:: YOUR GOAL ::
Reproduce the passage below on voter ID laws and turnout, word for word and in full.

I'm sure they won't let facts get in the way of their narrative...

 

Facts??? It's a fact that voter turnout increased, but once again you fall into the trap of thinking that you made a case for "Cause".

 

"correlation is not causation"

 

Any good student of Statistics 101 will tell you that correlation does not imply causation. Apparently, many voter ID supporters never got the memo.
Two and a half years ago, Justin Levitt wrote on this blog about how some proponents of voter ID requirements were asserting that stringent ID laws in Georgia and Indiana did not depress turnout in 2008. Those proponents thought they had found their magic bullet: turnout in Georgia and Indiana was higher in 2008 than in 2004, despite the implementation of strict ID laws in the interim.
Mr. Levitt gave them a simple statistics lesson. Even if turnout increases at the same time as the adoption of a new voter ID law, there may be something other than the voter ID law - Mr. Levitt identified campaign mobilization, in particular - that caused the turnout increase. In other words, correlation does not imply causation.

:: PROVIDED DATA ::
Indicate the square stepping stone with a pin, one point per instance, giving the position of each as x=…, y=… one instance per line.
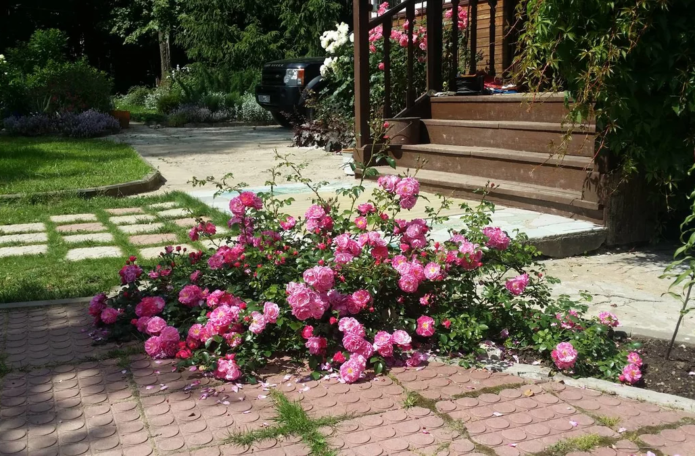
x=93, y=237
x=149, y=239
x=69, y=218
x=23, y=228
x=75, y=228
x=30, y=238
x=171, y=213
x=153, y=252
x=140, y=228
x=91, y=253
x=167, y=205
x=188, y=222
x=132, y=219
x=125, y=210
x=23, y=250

---

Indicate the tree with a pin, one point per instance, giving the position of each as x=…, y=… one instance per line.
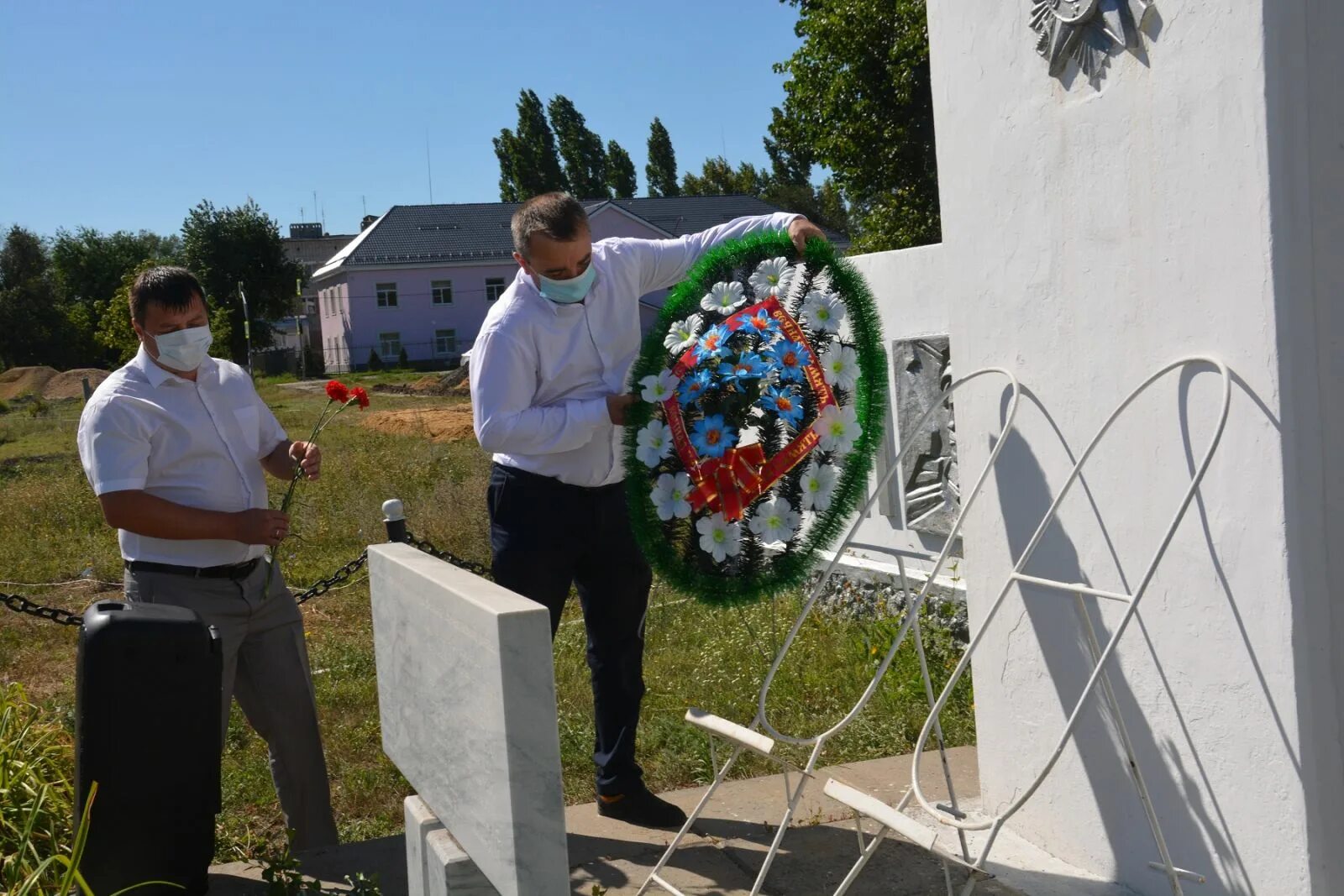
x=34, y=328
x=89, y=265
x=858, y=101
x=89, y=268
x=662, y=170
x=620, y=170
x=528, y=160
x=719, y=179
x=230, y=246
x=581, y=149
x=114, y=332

...

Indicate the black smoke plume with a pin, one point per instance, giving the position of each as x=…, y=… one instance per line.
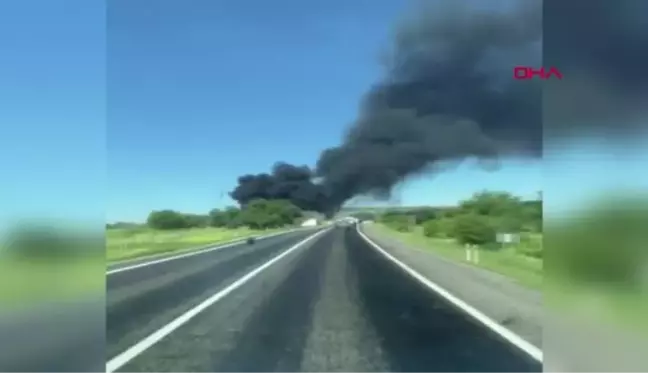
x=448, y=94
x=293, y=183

:: RESULT OF THIS TASK ::
I'm sure they won't let facts get in the way of their narrative...

 

Facts??? It's a fact that voter turnout increased, but once again you fall into the trap of thinking that you made a case for "Cause".

 

"correlation is not causation"

 

Any good student of Statistics 101 will tell you that correlation does not imply causation. Apparently, many voter ID supporters never got the memo.
Two and a half years ago, Justin Levitt wrote on this blog about how some proponents of voter ID requirements were asserting that stringent ID laws in Georgia and Indiana did not depress turnout in 2008. Those proponents thought they had found their magic bullet: turnout in Georgia and Indiana was higher in 2008 than in 2004, despite the implementation of strict ID laws in the interim.
Mr. Levitt gave them a simple statistics lesson. Even if turnout increases at the same time as the adoption of a new voter ID law, there may be something other than the voter ID law - Mr. Levitt identified campaign mobilization, in particular - that caused the turnout increase. In other words, correlation does not imply causation.